▶ **Your objective**: Give back every record exactly, images excluded.

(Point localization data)
■ ■ ■ ■

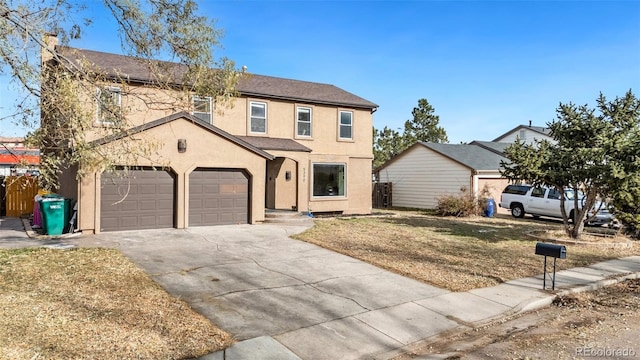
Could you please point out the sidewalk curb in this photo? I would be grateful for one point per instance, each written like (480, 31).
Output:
(522, 308)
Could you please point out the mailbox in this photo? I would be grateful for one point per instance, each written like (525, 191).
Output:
(553, 250)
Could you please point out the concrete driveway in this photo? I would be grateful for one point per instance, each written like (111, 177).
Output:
(255, 281)
(286, 299)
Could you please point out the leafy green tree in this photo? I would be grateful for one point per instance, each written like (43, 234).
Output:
(424, 126)
(148, 30)
(595, 152)
(388, 143)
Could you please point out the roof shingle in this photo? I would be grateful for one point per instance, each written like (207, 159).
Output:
(137, 70)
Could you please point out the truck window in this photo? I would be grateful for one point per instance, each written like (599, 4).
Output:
(554, 194)
(537, 192)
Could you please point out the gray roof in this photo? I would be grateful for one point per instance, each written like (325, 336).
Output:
(185, 115)
(137, 70)
(267, 143)
(496, 147)
(539, 129)
(472, 156)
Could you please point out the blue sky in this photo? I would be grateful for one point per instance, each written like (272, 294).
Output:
(485, 66)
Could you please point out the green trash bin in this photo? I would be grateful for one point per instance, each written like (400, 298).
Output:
(53, 215)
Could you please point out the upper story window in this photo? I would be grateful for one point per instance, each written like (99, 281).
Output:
(304, 121)
(346, 125)
(258, 120)
(109, 109)
(202, 108)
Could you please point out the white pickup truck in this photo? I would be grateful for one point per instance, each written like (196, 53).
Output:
(541, 201)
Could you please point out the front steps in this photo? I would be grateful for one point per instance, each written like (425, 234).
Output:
(286, 216)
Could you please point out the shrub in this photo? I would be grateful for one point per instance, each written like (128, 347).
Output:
(463, 204)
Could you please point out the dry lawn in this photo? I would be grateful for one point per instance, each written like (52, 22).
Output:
(93, 304)
(458, 254)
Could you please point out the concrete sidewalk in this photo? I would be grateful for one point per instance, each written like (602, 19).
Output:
(387, 332)
(287, 299)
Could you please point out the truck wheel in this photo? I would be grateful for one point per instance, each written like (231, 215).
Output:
(517, 210)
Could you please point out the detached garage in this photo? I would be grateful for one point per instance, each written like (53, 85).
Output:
(426, 171)
(218, 197)
(137, 199)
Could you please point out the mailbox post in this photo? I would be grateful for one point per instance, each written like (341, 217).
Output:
(556, 252)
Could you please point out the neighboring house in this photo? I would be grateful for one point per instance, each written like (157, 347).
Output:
(285, 144)
(426, 171)
(526, 133)
(16, 158)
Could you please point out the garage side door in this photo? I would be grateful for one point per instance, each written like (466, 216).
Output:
(218, 197)
(144, 199)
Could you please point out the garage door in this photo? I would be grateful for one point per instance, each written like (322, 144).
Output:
(137, 199)
(218, 197)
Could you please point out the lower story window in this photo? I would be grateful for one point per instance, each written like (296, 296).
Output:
(329, 180)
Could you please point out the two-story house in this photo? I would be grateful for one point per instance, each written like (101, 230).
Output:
(284, 144)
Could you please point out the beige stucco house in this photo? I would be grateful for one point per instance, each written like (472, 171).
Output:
(284, 144)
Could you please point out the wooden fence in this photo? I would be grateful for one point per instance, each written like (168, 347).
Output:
(19, 193)
(381, 195)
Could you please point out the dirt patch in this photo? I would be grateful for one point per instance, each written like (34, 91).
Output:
(93, 303)
(598, 324)
(458, 254)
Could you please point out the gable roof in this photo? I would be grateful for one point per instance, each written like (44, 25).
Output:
(539, 129)
(472, 156)
(496, 147)
(185, 115)
(135, 70)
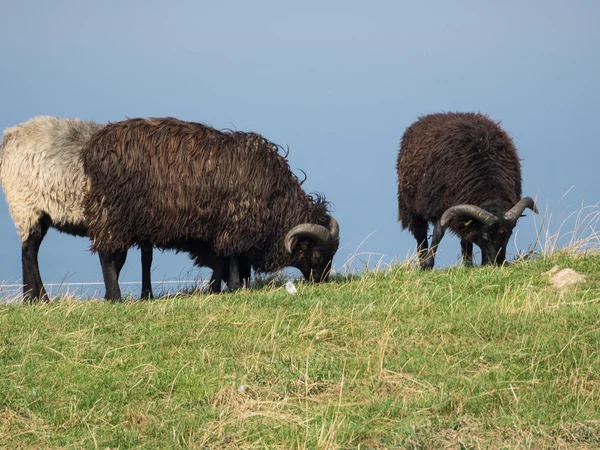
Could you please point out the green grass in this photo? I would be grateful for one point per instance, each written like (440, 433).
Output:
(456, 358)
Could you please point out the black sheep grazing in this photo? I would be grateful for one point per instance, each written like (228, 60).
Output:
(174, 184)
(462, 171)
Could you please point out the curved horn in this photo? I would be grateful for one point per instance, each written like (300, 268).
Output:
(515, 212)
(475, 212)
(334, 228)
(311, 230)
(305, 177)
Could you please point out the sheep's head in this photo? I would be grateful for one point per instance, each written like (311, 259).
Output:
(313, 248)
(488, 226)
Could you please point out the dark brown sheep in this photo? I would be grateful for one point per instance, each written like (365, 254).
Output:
(174, 184)
(462, 171)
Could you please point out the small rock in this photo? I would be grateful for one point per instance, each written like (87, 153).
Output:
(564, 278)
(289, 286)
(552, 271)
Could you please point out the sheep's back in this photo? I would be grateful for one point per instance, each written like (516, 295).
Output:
(455, 158)
(161, 181)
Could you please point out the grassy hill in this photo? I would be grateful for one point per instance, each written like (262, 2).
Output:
(457, 358)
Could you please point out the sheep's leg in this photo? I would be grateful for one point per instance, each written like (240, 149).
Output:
(108, 261)
(33, 287)
(234, 274)
(120, 258)
(438, 234)
(146, 269)
(419, 230)
(467, 252)
(245, 271)
(214, 286)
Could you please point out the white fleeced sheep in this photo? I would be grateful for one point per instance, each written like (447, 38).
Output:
(43, 179)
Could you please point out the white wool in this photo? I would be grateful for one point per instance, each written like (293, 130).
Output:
(41, 171)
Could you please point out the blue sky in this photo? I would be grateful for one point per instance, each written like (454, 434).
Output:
(337, 81)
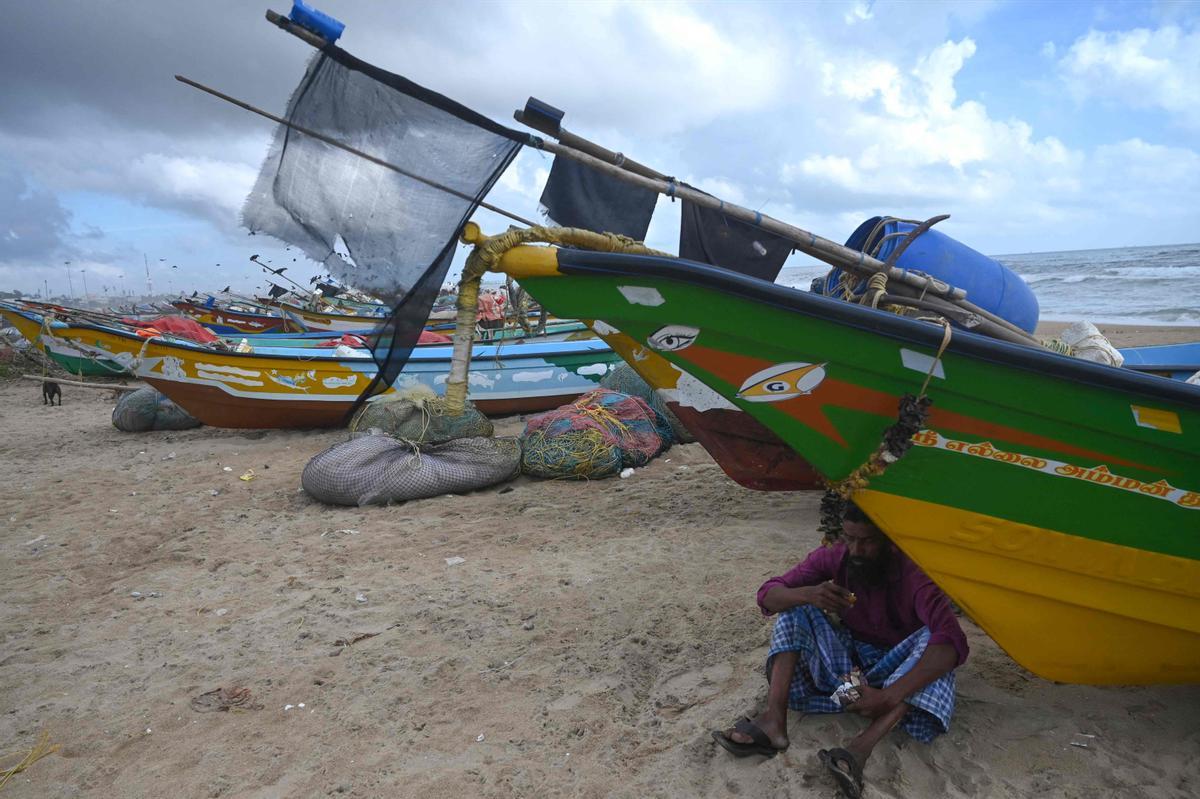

■ ■ ■ ■

▶ **Exercise answer**:
Could you please point out the sidewalk curb in this photo? I would be grateful for one point per instance, each written like (480, 31).
Output:
(522, 308)
Could you please point out the mailbox in this photo? I would be grateful for one point per instance, each written like (525, 191).
Output:
(553, 250)
Could you please point out the concrete driveway in this photo? I would be grateful for one point per instance, each written like (111, 177).
Output:
(255, 281)
(286, 299)
Could you please point out the leafy green tree in this photo? I would be grateful for one point per instance, each written like (43, 234).
Output:
(424, 126)
(148, 30)
(595, 152)
(388, 143)
Could you please point out the roof shingle in this photo? I would be grateful for one point per instance, each written like (207, 159).
Output:
(137, 70)
Could you please point out the truck window in this photo? I would be grateful for one point per instance, each written like (599, 4).
Output:
(554, 194)
(537, 192)
Could you please point out the gray roof in this photo? I would be grateful for one point per instance, each written like (325, 336).
Output:
(185, 115)
(137, 70)
(267, 143)
(496, 147)
(539, 129)
(472, 156)
Could you please point out the blue sky in this photo? I would be grateful for one point per instance, each written like (272, 294).
Output:
(485, 66)
Could you please point out the green trash bin in this photo? I would be grateful for one point per instance, each written like (400, 298).
Output:
(53, 215)
Could you please point out the upper story window in this photo? I would be grateful for one point per instance, each written like (99, 281).
Output:
(304, 121)
(346, 125)
(258, 120)
(109, 109)
(202, 108)
Could you please point out the white pickup truck in this photo? I would be grateful for one point per instance, each written like (196, 53).
Output:
(541, 201)
Could you please point out the front steps in this photo? I would be grateful for one point per instance, each written like (425, 234).
Output:
(286, 216)
Could you please point out the shrub in this photo? I would be grateful for one point per instance, each written like (128, 347).
Output:
(463, 204)
Could you please point out the dry lawn in this photo? I would be grateful for one point per instance, each written like (52, 22).
Output:
(93, 304)
(458, 254)
Could you please point out the concrete sidewalk in this photo? I would be grateful for one point per instance, each written like (602, 19).
Output:
(387, 332)
(287, 299)
Could you please point out the truck wheel in this photo? I would be grateful for one point per instance, each written like (231, 215).
Output:
(517, 210)
Could you please point out the detached garage in this photo? I would be grateful for one point per instance, each written like (53, 85).
Output:
(426, 171)
(218, 197)
(137, 199)
Could you please point out the mailbox post in this photo? I would be grateful for one point per instance, each written like (341, 217).
Output:
(556, 252)
Could you please point out the neighboring house in this photo? I would be grateful for one point per instance, each written like (157, 347).
Output:
(285, 144)
(426, 171)
(526, 133)
(16, 158)
Could you please point out the garage side door in this photo? I would be grateful for one point per instance, each written like (466, 216).
Output:
(218, 197)
(144, 199)
Could you please point out the garage door in this photo? I would be grateful for one point per instance, each written like (322, 144).
Output:
(137, 199)
(218, 197)
Could you please point out the lower story window in this photo? I would be grateful for one point per instance, each written like (296, 296).
Output:
(329, 180)
Could you please point out the two-story house in this photo? I would be grateful for one point per instance, each written like (101, 230).
Output:
(284, 144)
Could you please point out the beige stucco house in this photo? I would be grateful for one point per instance, each written like (472, 171).
Output:
(284, 144)
Could you please point out the wooden fence in this photo? I would be grateful for one point per instance, each written like (168, 347).
Output:
(19, 193)
(381, 195)
Could you please point out the dirt patch in this photo? I would be grateful for one point per instance, each written like (34, 91).
Output:
(93, 303)
(598, 324)
(458, 254)
Could you please point out the gable roof in this photo? I would be grateful for one point per instance, each written like (44, 25).
Output:
(539, 129)
(472, 156)
(496, 147)
(185, 115)
(135, 70)
Could you please point out the green grass in this photo? I would be grateful for one point per instance, each written like (440, 433).
Output:
(456, 358)
Could you please point out the black sheep grazing in this photo? I would be grateful for one point per instance, each written like (228, 60).
Output:
(174, 184)
(462, 171)
Could you please point out the curved horn in this photo? I would be grateful for one point per instance, each written like (300, 268).
Output:
(515, 212)
(475, 212)
(334, 228)
(311, 230)
(305, 177)
Could you please point out the sheep's head in this photo? I would be grateful for one point per instance, each written like (311, 259).
Output:
(313, 248)
(488, 226)
Could you please point out the dark brown sheep in this photo? I would be grateful for one point per instance, each written like (365, 254).
Output:
(174, 184)
(462, 171)
Could you please point out the small rock in this photo? I would be grateful for one point per instance, each written like (87, 153).
Output:
(564, 278)
(289, 286)
(552, 271)
Could you please point out the sheep's back in this photo? I would be grateful for one point per instance, each written like (516, 295).
Output:
(455, 158)
(161, 181)
Could you please point out the grassy hill in this photo? I would be grateful for one point per instance, each written like (262, 2).
Output:
(457, 358)
Could you please point out the sheep's leg in this photo? I would be grateful for one point per instance, each written like (240, 149).
Output:
(108, 261)
(33, 287)
(234, 274)
(120, 258)
(438, 234)
(146, 269)
(419, 230)
(467, 252)
(245, 271)
(214, 286)
Could you please point out the white fleeced sheep in this photo? I would be grateful for one point per instance, each written like (447, 38).
Output:
(43, 179)
Could you please point out the white wool in this photo? I would be grateful for one point per instance, each written like (293, 130).
Output:
(41, 171)
Could you please point out the blue sky in this photo? I would be grateful for one point per instance, each written like (454, 434).
Output:
(337, 81)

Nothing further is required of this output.